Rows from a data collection
************
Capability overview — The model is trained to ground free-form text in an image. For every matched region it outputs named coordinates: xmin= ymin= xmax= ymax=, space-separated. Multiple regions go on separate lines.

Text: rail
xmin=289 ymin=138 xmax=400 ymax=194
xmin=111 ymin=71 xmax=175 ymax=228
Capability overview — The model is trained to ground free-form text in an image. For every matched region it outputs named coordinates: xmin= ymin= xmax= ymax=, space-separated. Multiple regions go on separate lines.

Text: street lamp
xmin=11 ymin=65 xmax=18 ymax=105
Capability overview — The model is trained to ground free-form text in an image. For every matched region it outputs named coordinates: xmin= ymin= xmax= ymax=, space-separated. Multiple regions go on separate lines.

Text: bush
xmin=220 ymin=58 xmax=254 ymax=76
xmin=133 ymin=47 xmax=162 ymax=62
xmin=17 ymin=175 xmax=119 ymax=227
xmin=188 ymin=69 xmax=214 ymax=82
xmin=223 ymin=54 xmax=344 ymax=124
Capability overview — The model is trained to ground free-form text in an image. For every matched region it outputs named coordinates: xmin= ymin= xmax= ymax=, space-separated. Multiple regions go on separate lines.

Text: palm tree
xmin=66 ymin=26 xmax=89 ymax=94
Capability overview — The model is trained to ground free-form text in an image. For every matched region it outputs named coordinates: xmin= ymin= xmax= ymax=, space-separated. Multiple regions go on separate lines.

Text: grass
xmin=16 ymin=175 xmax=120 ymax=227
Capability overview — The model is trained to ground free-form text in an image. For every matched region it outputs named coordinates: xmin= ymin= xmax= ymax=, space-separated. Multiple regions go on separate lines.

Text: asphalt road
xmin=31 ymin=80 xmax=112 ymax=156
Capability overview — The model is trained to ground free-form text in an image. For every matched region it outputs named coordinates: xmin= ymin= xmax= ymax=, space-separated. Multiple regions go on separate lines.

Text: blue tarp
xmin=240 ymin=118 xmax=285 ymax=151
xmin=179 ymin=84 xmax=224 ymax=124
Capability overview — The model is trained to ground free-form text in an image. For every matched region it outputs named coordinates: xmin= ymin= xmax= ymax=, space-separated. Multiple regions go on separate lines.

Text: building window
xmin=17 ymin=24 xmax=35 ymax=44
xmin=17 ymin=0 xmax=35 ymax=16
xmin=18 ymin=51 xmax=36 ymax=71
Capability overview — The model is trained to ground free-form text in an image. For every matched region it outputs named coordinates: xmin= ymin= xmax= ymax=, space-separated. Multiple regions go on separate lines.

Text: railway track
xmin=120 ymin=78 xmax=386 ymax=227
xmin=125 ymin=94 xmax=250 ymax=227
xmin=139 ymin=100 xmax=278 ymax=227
************
→ **Written problem**
Copy every one of the rows above word for word, keeping each line as it appears.

→ **Task solution**
Capability overview — The model is trained to ground free-form text in an image. For every matched region it outputs named coordinates: xmin= ymin= xmax= ymax=, space-separated. Multiple regions go on separate lines.

Text: rail
xmin=289 ymin=138 xmax=400 ymax=194
xmin=111 ymin=71 xmax=175 ymax=228
Capability overview — The model is trained to ground free-form text in an image. For every matched region it outputs named coordinates: xmin= ymin= xmax= ymax=, space-separated. Multiple regions go on separate lines.

Text: street lamp
xmin=11 ymin=65 xmax=18 ymax=105
Capability overview — The model is trained to ground free-form text in an image. For every matched region it outputs named coordinates: xmin= ymin= xmax= ymax=, space-separated. Multiple regions go on separate lines.

Text: bush
xmin=220 ymin=58 xmax=254 ymax=76
xmin=133 ymin=47 xmax=162 ymax=62
xmin=17 ymin=175 xmax=119 ymax=227
xmin=188 ymin=69 xmax=214 ymax=82
xmin=223 ymin=54 xmax=344 ymax=124
Capability overview — The model is trained to ground free-form text in an image. For every matched region it outputs named coordinates: xmin= ymin= xmax= ymax=, space-separated. Multiple regions go on separate lines.

Text: palm tree
xmin=66 ymin=26 xmax=89 ymax=94
Capability overview — The model is trained to ground free-form text in an image. For every matched region it outputs named coordinates: xmin= ymin= xmax= ymax=, space-separated. Multiple regions go on separate lines.

Text: grass
xmin=16 ymin=175 xmax=120 ymax=227
Capability overview — The model is trained to ground free-form text in an image. For every matched region it outputs named coordinates: xmin= ymin= xmax= ymax=, space-separated. Multiple regions go on separate lines.

Text: asphalt road
xmin=31 ymin=80 xmax=112 ymax=156
Capability overview — The model is trained to ground free-form text in an image. For every matched region it outputs named coordinates: xmin= ymin= xmax= ymax=, space-separated. Multiple regions go on separate lines.

Text: blue tarp
xmin=240 ymin=118 xmax=285 ymax=151
xmin=179 ymin=84 xmax=224 ymax=124
Capability overview — The model is trained to ground free-form text in an image. For every matched region it outputs named coordinates: xmin= ymin= xmax= ymax=, space-separated. Multiple regions go on separate lines.

Text: building window
xmin=17 ymin=24 xmax=35 ymax=44
xmin=17 ymin=0 xmax=35 ymax=16
xmin=18 ymin=51 xmax=36 ymax=71
Capability overview — The model is trained to ground free-form text in an image. For every matched region it outputs named coordinates: xmin= ymin= xmax= ymax=, space-separated. Multiple regions go on separate lines.

Text: railway track
xmin=120 ymin=78 xmax=386 ymax=227
xmin=125 ymin=94 xmax=250 ymax=227
xmin=139 ymin=100 xmax=278 ymax=227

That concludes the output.